→ Quoted passage:
=======

Switch to a blade with fewer teeth for cutting thick materials like crown moldings. Then expect to spend 10 or 15 minutes on each joint to get a perfect fit. 

Before you tackle crown molding copes, practice on smaller moldings like base shoe or simple baseboards to gain confidence. Once you've mastered coping you'll never miter an inside corner again

I wrote all this once but lost it when trying to post. so I found this, courtisy of:
How To Cope Tight Joints | Tools | Reader's Digest


----------



## slownsteady (Dec 18, 2009)

Wow, Trimplus! Awesome first post!


----------



## 911handyman (Dec 25, 2009)

Miters are definitley a tough skill to master. There are many tricks and tips that lots of us have compiled. Here are a few: Put a back bevel of 3 degres on the piece if it's and outside miter you want the 2 outside pieces to meet. Inside corners do the same but you want most of the wood to meet, depending on if you are caulking the top or if your doing built ups. The best thing you can do is visualize how it will look or imagine what will happen. Also cut test pieces say that you cut a test piece of 4 inches and the angles are correct and fit nicely, then all you need to do is minus the 4 inches of the overall length. Thanks and good luck.

=======

→ Entries shown:
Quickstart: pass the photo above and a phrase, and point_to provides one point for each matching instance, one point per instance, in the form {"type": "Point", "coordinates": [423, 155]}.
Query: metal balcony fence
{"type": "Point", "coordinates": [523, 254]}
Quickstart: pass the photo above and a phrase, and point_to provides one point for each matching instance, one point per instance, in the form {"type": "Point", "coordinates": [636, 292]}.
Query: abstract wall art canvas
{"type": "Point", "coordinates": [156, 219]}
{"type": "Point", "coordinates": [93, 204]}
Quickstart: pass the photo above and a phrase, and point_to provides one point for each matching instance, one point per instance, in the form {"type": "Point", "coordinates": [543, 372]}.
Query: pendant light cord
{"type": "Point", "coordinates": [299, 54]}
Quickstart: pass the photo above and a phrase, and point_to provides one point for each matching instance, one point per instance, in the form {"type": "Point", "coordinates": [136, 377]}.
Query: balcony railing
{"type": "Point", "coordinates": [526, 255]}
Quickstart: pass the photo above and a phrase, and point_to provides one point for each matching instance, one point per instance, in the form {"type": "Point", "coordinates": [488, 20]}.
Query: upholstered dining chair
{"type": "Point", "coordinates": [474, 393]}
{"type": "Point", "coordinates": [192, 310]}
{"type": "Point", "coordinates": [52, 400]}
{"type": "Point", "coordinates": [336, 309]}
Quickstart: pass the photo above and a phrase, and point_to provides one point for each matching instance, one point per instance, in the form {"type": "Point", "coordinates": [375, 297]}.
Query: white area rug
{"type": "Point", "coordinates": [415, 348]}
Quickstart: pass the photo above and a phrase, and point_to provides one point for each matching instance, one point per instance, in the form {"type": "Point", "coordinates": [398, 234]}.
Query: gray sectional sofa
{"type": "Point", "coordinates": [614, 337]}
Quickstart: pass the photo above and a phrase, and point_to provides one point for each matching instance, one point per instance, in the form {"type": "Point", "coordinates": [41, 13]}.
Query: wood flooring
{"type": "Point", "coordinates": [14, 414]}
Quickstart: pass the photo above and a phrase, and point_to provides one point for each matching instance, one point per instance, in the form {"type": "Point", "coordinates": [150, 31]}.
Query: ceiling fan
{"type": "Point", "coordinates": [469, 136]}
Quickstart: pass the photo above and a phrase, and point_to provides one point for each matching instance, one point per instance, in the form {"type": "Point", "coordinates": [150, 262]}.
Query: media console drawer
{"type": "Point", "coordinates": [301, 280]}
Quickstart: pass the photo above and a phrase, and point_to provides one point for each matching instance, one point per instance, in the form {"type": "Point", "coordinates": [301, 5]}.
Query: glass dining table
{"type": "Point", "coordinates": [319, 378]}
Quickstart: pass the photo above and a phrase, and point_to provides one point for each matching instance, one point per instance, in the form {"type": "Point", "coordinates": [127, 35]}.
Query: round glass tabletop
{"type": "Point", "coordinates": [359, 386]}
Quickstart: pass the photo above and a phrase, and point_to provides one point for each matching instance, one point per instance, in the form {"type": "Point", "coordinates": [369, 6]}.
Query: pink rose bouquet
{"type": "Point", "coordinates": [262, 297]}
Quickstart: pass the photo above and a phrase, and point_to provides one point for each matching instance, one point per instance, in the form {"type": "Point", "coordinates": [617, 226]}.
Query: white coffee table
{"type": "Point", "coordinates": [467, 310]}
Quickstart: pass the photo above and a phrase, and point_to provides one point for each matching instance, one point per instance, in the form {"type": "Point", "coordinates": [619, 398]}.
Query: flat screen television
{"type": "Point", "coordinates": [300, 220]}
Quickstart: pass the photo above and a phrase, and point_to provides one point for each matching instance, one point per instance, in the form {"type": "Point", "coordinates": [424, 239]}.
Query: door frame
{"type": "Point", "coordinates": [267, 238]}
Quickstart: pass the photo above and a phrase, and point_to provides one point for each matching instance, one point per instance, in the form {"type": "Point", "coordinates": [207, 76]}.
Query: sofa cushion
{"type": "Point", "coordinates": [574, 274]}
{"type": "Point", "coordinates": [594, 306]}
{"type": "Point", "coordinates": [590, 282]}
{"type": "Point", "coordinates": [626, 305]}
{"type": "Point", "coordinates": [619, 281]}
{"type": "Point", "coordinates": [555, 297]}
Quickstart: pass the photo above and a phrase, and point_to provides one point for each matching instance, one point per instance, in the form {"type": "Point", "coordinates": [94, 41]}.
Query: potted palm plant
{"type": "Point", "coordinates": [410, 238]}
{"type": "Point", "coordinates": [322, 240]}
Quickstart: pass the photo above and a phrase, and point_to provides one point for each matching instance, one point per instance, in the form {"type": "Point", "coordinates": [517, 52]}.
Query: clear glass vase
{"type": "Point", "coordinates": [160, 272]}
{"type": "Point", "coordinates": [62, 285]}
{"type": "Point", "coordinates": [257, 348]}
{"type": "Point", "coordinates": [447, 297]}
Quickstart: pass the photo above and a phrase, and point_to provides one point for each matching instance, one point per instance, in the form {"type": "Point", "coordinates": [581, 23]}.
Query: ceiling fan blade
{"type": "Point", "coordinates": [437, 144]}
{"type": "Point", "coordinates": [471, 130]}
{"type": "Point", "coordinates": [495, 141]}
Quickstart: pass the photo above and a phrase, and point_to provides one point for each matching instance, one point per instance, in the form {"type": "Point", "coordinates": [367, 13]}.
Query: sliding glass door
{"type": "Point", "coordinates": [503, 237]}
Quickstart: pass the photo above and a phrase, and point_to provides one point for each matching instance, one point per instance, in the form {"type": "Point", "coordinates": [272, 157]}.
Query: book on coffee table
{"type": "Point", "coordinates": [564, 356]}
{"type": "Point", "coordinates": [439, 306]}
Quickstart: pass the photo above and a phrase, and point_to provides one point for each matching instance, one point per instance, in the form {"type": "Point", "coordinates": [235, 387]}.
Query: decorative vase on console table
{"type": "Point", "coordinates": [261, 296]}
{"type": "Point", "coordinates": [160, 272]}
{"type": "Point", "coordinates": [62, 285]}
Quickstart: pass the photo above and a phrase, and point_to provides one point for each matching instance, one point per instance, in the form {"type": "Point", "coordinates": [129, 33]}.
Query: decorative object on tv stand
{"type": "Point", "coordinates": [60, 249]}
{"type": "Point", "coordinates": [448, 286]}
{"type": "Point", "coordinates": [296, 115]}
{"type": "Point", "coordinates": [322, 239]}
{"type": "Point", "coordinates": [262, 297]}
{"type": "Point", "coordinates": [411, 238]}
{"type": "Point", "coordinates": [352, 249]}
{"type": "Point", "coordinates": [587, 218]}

=======

→ Problem details: Quote the section of the trim-carpentry thread above that opens with the words containing "I wrote all" and closes with "(Dec 18, 2009)".

→ Solution to this exercise:
I wrote all this once but lost it when trying to post. so I found this, courtisy of:
How To Cope Tight Joints | Tools | Reader's Digest


----------



## slownsteady (Dec 18, 2009)